Exercise input:
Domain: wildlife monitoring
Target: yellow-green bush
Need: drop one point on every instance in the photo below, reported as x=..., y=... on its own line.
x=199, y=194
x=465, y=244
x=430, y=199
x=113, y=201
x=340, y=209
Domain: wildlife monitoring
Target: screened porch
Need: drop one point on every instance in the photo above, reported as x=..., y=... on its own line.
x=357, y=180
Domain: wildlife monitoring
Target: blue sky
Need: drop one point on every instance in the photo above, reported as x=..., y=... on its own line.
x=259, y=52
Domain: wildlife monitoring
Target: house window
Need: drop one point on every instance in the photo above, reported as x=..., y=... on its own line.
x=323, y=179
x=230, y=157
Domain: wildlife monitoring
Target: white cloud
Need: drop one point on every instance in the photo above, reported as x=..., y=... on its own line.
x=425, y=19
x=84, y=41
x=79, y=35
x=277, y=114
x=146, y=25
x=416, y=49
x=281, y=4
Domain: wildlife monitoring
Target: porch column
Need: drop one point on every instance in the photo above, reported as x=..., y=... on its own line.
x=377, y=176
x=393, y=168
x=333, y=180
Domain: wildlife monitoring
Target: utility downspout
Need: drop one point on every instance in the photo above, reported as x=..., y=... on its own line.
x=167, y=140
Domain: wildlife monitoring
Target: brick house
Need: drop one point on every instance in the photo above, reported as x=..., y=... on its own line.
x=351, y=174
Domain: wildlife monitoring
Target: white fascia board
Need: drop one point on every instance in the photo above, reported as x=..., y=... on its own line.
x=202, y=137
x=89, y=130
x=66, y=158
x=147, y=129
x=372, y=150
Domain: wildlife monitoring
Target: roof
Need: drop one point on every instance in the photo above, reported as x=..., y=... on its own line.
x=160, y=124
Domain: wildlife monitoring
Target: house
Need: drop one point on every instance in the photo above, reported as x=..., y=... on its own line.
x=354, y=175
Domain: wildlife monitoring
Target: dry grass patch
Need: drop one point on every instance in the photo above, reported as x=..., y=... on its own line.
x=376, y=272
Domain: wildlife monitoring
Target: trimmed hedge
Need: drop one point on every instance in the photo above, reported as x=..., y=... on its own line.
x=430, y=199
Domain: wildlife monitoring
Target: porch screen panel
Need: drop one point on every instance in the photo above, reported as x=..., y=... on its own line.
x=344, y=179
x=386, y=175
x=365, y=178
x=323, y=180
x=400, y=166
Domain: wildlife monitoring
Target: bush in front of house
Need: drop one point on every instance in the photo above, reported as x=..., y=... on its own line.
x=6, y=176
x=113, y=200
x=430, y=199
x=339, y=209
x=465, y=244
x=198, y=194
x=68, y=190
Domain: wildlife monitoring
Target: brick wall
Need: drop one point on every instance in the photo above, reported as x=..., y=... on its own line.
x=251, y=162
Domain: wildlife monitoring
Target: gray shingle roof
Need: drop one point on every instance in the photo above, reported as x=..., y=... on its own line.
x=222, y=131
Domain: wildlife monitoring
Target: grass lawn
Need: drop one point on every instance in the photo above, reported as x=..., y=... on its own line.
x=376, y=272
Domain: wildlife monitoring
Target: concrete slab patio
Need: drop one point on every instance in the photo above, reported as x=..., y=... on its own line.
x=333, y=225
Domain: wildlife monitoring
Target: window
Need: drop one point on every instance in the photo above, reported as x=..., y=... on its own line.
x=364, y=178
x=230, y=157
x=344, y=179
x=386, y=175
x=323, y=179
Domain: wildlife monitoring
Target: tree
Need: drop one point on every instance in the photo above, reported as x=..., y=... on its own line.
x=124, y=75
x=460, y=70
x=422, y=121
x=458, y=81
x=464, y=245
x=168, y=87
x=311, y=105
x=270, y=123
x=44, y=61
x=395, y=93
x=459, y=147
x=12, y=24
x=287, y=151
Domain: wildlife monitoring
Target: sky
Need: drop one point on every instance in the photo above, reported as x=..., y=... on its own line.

Action item:
This exercise needs every line of the listing that contains the word "grass".

Task output:
Target: dry grass patch
Target: grass lawn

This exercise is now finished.